**TASK DETAILS:**
Using the data below, repeat all of it precisely.
··· EXERCISE INPUTS
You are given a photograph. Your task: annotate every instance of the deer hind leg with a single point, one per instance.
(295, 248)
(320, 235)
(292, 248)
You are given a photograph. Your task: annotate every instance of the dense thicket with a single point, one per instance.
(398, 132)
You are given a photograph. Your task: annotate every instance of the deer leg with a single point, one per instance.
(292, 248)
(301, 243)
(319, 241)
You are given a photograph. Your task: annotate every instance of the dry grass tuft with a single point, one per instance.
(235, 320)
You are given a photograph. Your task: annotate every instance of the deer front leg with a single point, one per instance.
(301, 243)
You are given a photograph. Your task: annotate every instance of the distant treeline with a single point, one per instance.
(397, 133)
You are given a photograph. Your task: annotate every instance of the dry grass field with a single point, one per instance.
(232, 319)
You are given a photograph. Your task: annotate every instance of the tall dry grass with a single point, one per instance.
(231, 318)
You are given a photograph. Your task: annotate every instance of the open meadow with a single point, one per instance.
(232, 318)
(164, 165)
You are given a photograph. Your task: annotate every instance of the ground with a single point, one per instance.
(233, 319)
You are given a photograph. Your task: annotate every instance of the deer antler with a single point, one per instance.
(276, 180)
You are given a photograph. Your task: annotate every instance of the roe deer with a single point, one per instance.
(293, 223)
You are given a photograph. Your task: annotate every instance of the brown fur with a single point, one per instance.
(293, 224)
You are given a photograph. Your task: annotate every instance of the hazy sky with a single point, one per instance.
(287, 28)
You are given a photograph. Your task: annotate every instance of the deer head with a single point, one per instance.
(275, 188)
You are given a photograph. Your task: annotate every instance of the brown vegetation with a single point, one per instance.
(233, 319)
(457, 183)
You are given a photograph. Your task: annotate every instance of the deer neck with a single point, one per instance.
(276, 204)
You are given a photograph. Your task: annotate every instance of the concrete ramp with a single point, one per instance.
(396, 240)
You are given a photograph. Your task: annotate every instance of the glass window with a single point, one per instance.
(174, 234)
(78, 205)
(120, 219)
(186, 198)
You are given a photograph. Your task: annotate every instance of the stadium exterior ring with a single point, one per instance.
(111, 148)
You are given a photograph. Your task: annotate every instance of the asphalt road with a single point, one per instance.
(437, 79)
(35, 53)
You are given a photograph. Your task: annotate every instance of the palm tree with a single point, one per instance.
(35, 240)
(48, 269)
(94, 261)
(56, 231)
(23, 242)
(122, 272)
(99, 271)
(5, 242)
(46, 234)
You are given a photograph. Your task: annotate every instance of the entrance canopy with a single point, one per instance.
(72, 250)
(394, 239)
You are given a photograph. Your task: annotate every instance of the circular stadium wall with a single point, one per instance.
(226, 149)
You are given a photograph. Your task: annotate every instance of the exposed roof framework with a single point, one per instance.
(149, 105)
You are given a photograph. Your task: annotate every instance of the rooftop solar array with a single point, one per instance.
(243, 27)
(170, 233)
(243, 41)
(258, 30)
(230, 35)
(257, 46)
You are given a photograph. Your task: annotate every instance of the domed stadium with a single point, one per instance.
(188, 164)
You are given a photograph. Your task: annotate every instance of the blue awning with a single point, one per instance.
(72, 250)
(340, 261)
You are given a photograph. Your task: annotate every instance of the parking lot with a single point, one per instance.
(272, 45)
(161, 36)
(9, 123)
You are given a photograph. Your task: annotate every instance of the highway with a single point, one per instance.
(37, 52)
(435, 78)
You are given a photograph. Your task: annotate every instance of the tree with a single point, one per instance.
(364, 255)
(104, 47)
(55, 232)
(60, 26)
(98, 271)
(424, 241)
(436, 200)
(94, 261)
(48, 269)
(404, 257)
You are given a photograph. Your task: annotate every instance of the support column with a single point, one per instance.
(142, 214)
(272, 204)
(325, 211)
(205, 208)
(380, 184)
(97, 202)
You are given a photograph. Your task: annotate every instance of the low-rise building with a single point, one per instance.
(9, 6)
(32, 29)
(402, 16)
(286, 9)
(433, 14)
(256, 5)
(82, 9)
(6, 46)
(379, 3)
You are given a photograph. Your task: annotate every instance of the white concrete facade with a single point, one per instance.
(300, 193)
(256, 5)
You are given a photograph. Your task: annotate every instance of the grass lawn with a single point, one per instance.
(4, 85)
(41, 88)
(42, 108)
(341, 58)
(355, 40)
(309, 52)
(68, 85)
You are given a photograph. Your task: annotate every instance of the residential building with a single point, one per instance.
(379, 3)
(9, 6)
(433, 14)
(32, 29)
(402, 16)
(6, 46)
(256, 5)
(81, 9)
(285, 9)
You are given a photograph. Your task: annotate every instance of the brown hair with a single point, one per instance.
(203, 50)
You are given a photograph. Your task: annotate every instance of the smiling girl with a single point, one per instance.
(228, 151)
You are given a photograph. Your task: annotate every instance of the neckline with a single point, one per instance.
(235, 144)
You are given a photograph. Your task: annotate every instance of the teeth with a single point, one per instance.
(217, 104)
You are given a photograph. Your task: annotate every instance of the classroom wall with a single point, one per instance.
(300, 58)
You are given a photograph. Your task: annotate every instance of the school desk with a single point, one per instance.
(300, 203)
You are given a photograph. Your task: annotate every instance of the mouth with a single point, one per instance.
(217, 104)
······
**IN RESPONSE:**
You are given a photograph. Your task: annotate every instance of the deer hind leg with a single point, one per instance.
(295, 248)
(320, 235)
(292, 248)
You are given a photograph. Your task: annotate every instance of the dense thicket with a single point, one per instance.
(398, 132)
You are given a photograph. Your task: annotate every instance of the deer leg with a single point, one per instance.
(292, 248)
(301, 243)
(319, 241)
You are given a photograph. Your task: annotate every instance of the dry grass tuft with a single point, one per instance.
(235, 320)
You are given a photograph. Your task: annotate every instance of the deer front leg with a single point, one per instance.
(301, 243)
You are given a photograph. Your task: annotate every instance of the distant treeline with a single point, one per instance.
(397, 133)
You are given a photograph. Your task: annotate every instance of the dry grass field with a single point, one per instance.
(232, 319)
You are given a photograph. Your task: annotate every instance of the tall dry grass with a single point, one per instance.
(231, 318)
You are given a photograph. Your task: annotate every instance of the open meadow with a single point, one per instance.
(232, 318)
(164, 165)
You are given a photograph. Your task: annotate every instance of the ground with a single point, one per instance.
(233, 319)
You are given a photograph. Your task: annotate every instance of the deer antler with a single point, one per instance.
(276, 180)
You are given a photograph. Your task: annotate every instance of the roe deer with a single point, one per instance.
(293, 223)
You are given a photograph. Your task: annotate every instance of the brown fur with a single point, one per instance.
(293, 224)
You are given a photograph. Your task: annotate every instance of the hazy sky with a single point, one per instance.
(287, 28)
You are given a photograph. Your task: annotate every instance of the deer head with a single point, one per instance.
(275, 188)
You are given a photograph. Your task: annotate every instance of the brown vegetation with a single point, one per instance.
(233, 319)
(457, 183)
You are given a photograph. Your task: annotate every instance of the deer neck with a single point, one per instance.
(276, 204)
You are given a photograph. Your task: annotate every instance of the concrete ramp with a single point, one per instance.
(396, 240)
You are given a photograph. Your task: annotate every instance of the glass window with a single point, one per instance.
(174, 234)
(78, 205)
(120, 219)
(186, 198)
You are given a photograph. Your task: annotate every instance of the stadium exterior ring with a single point, one per instance.
(111, 148)
You are given a photograph. Your task: annotate every instance of the asphalt road with a single point, one per instance.
(437, 79)
(35, 53)
You are given a photograph. Your task: annotate every instance of the palm tree with a single point, one per instance.
(35, 240)
(48, 269)
(94, 261)
(56, 231)
(23, 242)
(122, 272)
(99, 271)
(5, 242)
(46, 234)
You are given a photograph. Your task: annotate every instance of the entrance canopy with a single point, one per instance.
(72, 250)
(394, 239)
You are given a photograph. Your task: annotate every instance of the circular stadium wall with a single point, one per instance.
(226, 149)
You are given a photograph. Your task: annotate every instance of the exposed roof framework with a single point, one per instance.
(149, 105)
You are given a photograph. Your task: annotate every instance of the rooftop solar array with a single point, one per instance.
(243, 27)
(170, 233)
(243, 41)
(258, 30)
(230, 35)
(257, 46)
You are given a photograph. Your task: annotate every instance of the domed stadium with a single point, one per instance.
(188, 164)
You are given a photograph. Your task: annotate every instance of the blue awning with a single point, one per instance.
(72, 250)
(340, 261)
You are given a photograph. Your task: annotate every instance of the parking lot with a single point, one per instance.
(272, 45)
(161, 36)
(9, 123)
You are given a photograph. Your task: annotate every instance of the highway with a single point, one per instance.
(37, 52)
(435, 78)
You are given a photograph. Your task: annotate every instance of the tree with a single point, one per instance.
(364, 255)
(104, 47)
(55, 232)
(60, 26)
(98, 271)
(424, 241)
(436, 200)
(94, 261)
(48, 269)
(404, 257)
You are given a photograph. Your task: annotate every instance of the support column with a single point, one per instance.
(142, 214)
(272, 204)
(325, 211)
(205, 208)
(380, 184)
(97, 202)
You are given a photograph. Your task: annotate every instance of the low-rise building with a single point, one per instance.
(9, 6)
(32, 29)
(402, 16)
(286, 9)
(433, 14)
(256, 5)
(82, 9)
(6, 46)
(379, 3)
You are given a photograph. Your task: annotate every instance of the white concrete facade with a single point, one per instance.
(300, 193)
(256, 5)
You are given a photograph. Your task: annotate every instance of the grass lawn with a single point, one per instance.
(4, 85)
(41, 88)
(42, 108)
(341, 58)
(355, 40)
(309, 52)
(68, 85)
You are given a photograph. Your task: annotate every instance of the residential building with a single point, one per instance.
(379, 3)
(9, 6)
(433, 14)
(32, 29)
(402, 16)
(6, 46)
(256, 5)
(81, 9)
(285, 9)
You are given a photograph. Your task: annotate every instance of the brown hair with a single point, one per instance.
(203, 50)
You are given a photograph. Your task: annotate every instance of the smiling girl with a single point, one per instance.
(228, 151)
You are given a photograph. Your task: annotate every instance of the neckline with a single point, one per instance.
(235, 144)
You are given a photograph. Your task: annotate every instance of the teeth with a single point, one per instance.
(217, 104)
You are given a photograph. Your task: annotate every instance of the classroom wall with a single point, one per instance.
(300, 58)
You are given a photograph. Your task: annotate every instance of the school desk with a single point, one per instance.
(300, 203)
You are given a photograph. Your task: annotate every instance of the mouth with a single point, one per instance.
(217, 104)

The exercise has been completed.